_Preguntas de estudio_
**1.** Por favor, reproduce el pasaje del fragmento que comienza en "Los que estamos" y termina en "tenido más difícil.".
**2.** Responde estas preguntas con lo que dice el fragmento:
(a) ¿Qué fecha aparece en él?
(b) ¿Dónde se conoció a Chus?
(c) ¿De cuántas r.p.m. eran los discos que se mencionan?

_Fragmento del documento_
________

Los que estamos a caballo entre los no preparados y los ya crecidos en esta época de vértigo tenemos el privilegio de haber asistido a la gestación y lactancia del nuevo tiempo. Un día tuvimos en nuestras manos los juguetes pre-mecánicos, las tablas de logaritmos, los discos de 45 r.p.m. y las conferencias a cobro revertido. Sin saber cómo, nos encontramos con pasatiempos electrónicos, calculadoras científicas, minúsculos dispositivos de reproducción musical y teléfonos móviles. Hemos podido adaptarnos porque hemos crecido al ritmo de la innovación, pero tal vez nuestros hermanos mayores lo han tenido más difícil.

La fuerza centrífuga de este loco girar expulsa lo malo y lo bueno. Perdemos cada día un trozo de lo que nos ha traído hasta aquí. Unas veces, sea bienvenida la pérdida; otras, lamentada.

Sin embargo, pasan los años y permanecen las mismas querencias, aquéllas cuya satisfacción no depende del signo de los tiempos: el gozo de la primavera, la memoria de la juventud, el escalofrío de una caricia, la plenitud del amor.

viernes, 12 de agosto de 2011

Chus

Conocí a Chus en la universidad. Era una jovencita atractiva, alocada y risueña. Eran tiempos de intensa actividad política, especialmente entre los estudiantes –el estudiantado, como se decía entonces por analogía con el proletariado o el campesinado–. Aunque los comprometidos no éramos una mayoría y los organizados mucho menos, la arrogancia que sólo puede dar la juventud nos llevaba a mirar por encima del hombro a aquellos compañeros desinteresados por los problemas sociales y políticos, que eran muchos y graves. Chus era una de ellos.

________

_Datos proporcionados_
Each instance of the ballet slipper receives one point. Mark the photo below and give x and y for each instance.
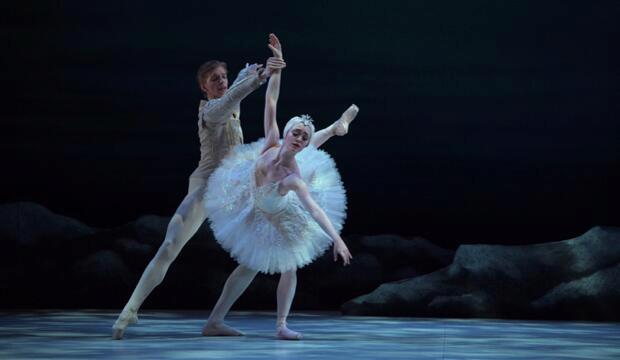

________

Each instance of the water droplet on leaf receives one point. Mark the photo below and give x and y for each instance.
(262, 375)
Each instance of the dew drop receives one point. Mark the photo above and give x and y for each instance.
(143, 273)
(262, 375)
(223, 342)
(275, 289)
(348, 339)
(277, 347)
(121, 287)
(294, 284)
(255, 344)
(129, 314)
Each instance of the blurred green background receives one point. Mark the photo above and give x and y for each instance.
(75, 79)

________

_Resultados del ejercicio_
**1.**
Los que estamos a caballo entre los no preparados y los ya crecidos en esta época de vértigo tenemos el privilegio de haber asistido a la gestación y lactancia del nuevo tiempo. Un día tuvimos en nuestras manos los juguetes pre-mecánicos, las tablas de logaritmos, los discos de 45 r.p.m. y las conferencias a cobro revertido. Sin saber cómo, nos encontramos con pasatiempos electrónicos, calculadoras científicas, minúsculos dispositivos de reproducción musical y teléfonos móviles. Hemos podido adaptarnos porque hemos crecido al ritmo de la innovación, pero tal vez nuestros hermanos mayores lo han tenido más difícil.

**2.**
(a) Viernes, 12 de agosto de 2011.
(b) En la universidad.
(c) De 45 r.p.m.